═══ PROVIDED INFORMATION ═══

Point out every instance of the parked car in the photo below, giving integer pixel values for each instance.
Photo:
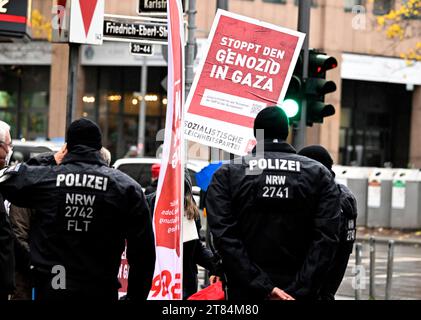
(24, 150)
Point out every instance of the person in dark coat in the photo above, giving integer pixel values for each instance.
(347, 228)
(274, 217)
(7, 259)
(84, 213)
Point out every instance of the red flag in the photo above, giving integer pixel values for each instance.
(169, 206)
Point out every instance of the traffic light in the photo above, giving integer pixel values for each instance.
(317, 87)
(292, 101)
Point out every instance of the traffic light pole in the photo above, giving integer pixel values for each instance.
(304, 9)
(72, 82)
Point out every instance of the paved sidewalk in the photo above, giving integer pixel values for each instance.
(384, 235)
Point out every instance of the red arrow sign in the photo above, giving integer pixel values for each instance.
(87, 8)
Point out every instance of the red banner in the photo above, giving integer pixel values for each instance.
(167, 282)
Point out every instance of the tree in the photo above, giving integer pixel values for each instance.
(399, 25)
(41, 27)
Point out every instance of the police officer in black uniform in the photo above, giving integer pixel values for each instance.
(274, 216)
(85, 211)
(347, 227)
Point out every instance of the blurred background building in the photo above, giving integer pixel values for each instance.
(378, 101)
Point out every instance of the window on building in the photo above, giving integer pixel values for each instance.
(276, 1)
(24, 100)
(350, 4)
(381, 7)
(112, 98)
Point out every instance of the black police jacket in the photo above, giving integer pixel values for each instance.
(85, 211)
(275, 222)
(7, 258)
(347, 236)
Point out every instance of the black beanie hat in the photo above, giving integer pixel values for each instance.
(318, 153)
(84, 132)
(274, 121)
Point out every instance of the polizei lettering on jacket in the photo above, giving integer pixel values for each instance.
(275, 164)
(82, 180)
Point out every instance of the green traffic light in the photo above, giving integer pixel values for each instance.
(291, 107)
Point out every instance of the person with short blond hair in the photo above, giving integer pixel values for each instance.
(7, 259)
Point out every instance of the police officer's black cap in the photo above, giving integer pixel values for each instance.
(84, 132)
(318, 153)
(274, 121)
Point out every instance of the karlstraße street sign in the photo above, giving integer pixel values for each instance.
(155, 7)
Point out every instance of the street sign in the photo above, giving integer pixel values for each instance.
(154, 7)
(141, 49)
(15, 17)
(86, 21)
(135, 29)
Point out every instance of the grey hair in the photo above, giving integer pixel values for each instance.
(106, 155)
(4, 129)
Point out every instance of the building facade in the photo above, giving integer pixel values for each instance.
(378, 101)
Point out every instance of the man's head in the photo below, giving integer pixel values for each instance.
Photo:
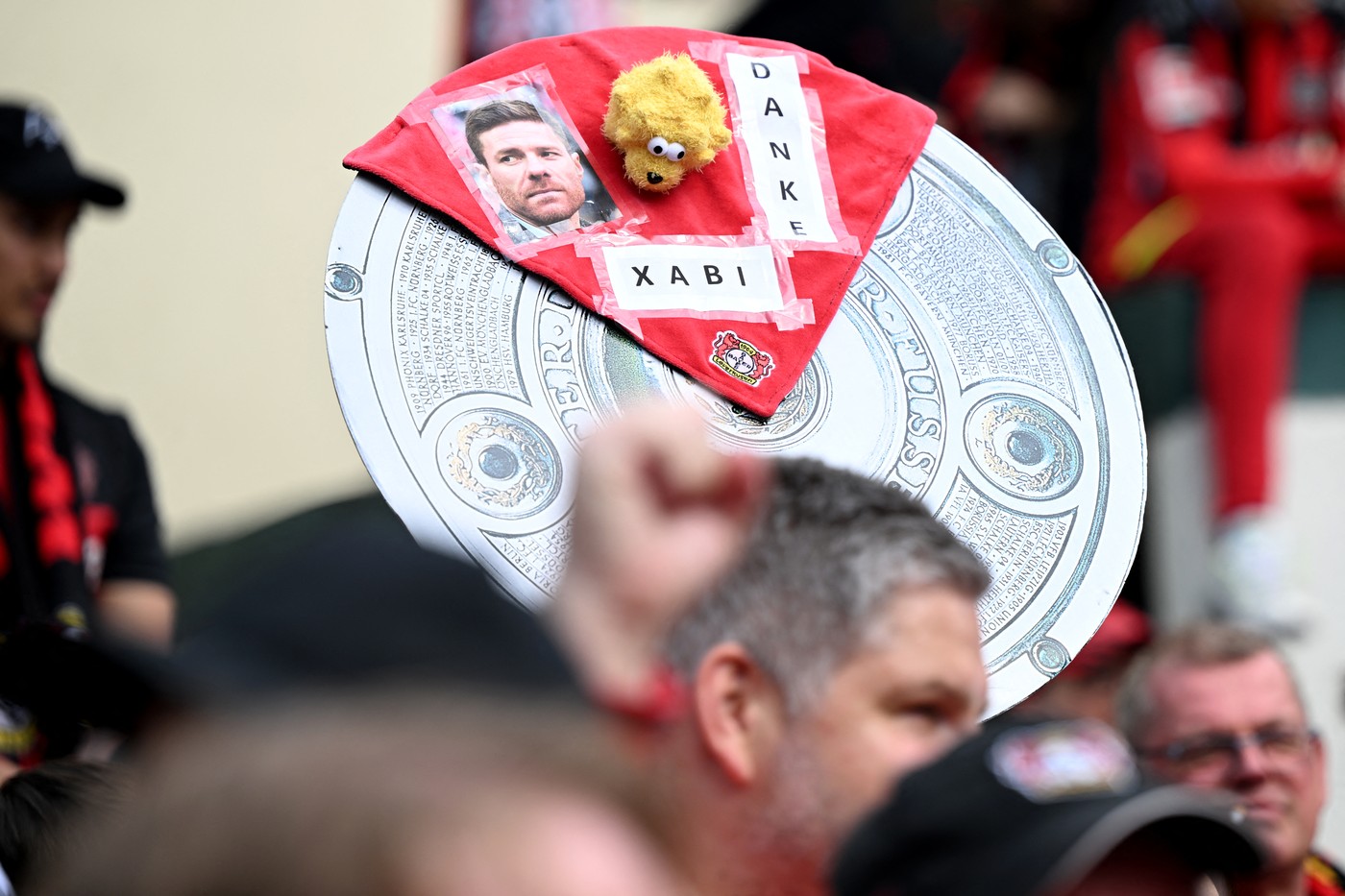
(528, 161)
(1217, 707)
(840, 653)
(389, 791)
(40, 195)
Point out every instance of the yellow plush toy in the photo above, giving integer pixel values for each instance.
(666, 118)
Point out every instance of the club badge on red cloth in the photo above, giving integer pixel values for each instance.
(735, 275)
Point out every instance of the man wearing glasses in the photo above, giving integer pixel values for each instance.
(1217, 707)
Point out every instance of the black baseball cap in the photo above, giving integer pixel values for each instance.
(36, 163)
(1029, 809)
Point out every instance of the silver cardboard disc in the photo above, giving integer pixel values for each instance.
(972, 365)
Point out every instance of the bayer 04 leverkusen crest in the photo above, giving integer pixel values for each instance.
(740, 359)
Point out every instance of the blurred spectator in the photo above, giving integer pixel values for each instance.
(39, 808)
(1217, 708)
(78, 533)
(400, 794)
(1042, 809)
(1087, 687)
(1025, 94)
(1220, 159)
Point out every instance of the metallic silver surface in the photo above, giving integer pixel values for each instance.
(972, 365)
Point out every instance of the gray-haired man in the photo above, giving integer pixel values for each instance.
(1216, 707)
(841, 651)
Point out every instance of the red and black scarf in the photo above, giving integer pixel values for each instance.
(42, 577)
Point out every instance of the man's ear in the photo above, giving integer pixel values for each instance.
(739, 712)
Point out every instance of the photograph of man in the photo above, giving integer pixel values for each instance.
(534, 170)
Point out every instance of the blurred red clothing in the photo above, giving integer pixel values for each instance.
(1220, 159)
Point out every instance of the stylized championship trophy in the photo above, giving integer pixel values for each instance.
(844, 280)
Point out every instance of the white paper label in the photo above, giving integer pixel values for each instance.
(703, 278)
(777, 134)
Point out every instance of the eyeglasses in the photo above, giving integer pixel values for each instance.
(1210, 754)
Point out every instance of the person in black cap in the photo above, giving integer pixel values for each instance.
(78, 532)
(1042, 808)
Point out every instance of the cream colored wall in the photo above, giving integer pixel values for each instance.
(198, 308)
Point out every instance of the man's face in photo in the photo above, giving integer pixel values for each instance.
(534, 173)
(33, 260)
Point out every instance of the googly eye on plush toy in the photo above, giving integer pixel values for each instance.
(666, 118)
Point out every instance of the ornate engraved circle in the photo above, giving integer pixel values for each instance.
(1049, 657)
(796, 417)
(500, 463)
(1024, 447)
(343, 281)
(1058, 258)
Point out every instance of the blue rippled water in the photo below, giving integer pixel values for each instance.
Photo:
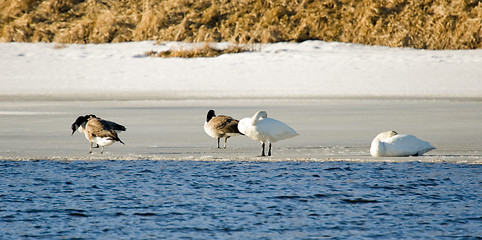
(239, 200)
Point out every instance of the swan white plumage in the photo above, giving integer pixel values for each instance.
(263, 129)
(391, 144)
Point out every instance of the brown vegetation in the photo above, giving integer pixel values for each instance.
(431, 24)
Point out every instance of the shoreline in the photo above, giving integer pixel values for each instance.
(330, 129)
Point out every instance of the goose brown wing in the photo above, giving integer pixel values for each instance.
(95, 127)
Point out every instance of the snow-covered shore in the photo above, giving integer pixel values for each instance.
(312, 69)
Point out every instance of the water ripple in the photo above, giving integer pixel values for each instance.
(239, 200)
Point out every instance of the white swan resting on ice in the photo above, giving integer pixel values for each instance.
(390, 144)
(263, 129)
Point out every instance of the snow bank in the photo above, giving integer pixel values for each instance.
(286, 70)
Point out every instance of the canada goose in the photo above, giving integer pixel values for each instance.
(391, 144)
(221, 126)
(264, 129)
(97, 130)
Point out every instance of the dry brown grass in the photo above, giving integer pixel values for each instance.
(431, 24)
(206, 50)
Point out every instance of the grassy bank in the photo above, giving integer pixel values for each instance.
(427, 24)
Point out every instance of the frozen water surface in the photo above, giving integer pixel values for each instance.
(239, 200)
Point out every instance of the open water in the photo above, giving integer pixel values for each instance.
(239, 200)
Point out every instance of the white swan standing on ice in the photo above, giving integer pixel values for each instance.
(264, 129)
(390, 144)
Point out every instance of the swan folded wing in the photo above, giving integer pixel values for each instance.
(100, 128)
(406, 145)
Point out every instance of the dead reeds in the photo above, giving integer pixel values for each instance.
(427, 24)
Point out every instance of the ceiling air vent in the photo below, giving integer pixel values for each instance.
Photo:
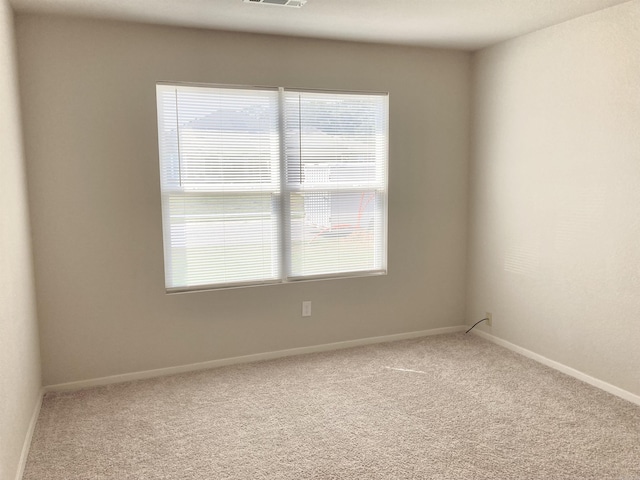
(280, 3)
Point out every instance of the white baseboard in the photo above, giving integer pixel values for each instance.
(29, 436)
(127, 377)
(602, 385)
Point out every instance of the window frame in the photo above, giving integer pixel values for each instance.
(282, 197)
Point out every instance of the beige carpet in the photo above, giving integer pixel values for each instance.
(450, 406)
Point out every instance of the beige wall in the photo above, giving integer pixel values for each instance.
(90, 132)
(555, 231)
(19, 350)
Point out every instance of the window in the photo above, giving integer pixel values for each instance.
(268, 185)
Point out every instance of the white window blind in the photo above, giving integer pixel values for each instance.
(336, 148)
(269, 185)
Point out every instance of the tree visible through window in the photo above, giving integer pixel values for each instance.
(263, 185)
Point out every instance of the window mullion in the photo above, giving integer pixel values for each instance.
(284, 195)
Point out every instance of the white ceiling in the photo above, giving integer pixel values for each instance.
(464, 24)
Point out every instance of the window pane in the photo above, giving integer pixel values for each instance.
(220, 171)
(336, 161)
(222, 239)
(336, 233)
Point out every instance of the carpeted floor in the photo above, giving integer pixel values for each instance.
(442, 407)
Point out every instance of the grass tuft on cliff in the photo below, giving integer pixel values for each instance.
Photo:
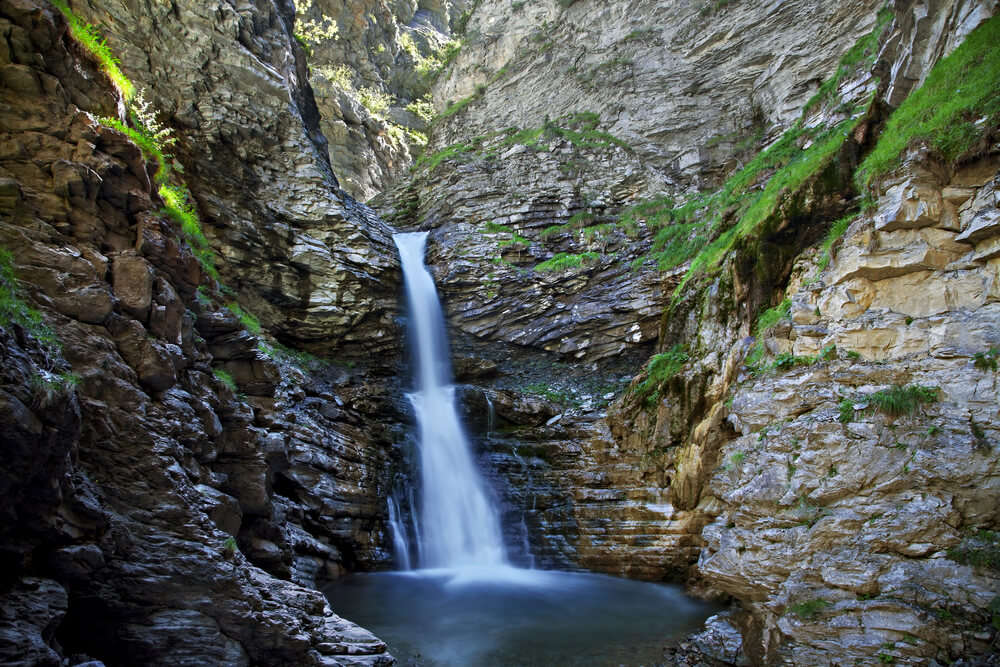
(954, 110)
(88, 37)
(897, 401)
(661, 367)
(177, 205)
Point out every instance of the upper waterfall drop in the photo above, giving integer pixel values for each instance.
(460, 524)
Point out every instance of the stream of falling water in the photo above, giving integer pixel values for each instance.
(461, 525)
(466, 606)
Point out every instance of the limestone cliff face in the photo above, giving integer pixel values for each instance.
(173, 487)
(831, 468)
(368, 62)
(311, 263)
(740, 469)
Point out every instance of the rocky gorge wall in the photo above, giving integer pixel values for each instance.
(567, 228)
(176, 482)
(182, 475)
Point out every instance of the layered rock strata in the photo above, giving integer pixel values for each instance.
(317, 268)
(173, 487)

═══

What is needed is every line of the records that contains the word "below".

FINISHED EXERCISE:
Point out every instance of the parked car in the photo below, giving integer pixel values for each instance.
Point out every instance of the man's head in the photo below, giving integer pixel values for each instance.
Point out every instance of the blue rippled water in the photo below, giving integer pixel values for each instance.
Point out every instance of the ceiling air vent in the photo below, giving integer pixel values for each instance.
Point out every instance of the grass tuft on cliff in the photo below, giving integer pixel values for each instance.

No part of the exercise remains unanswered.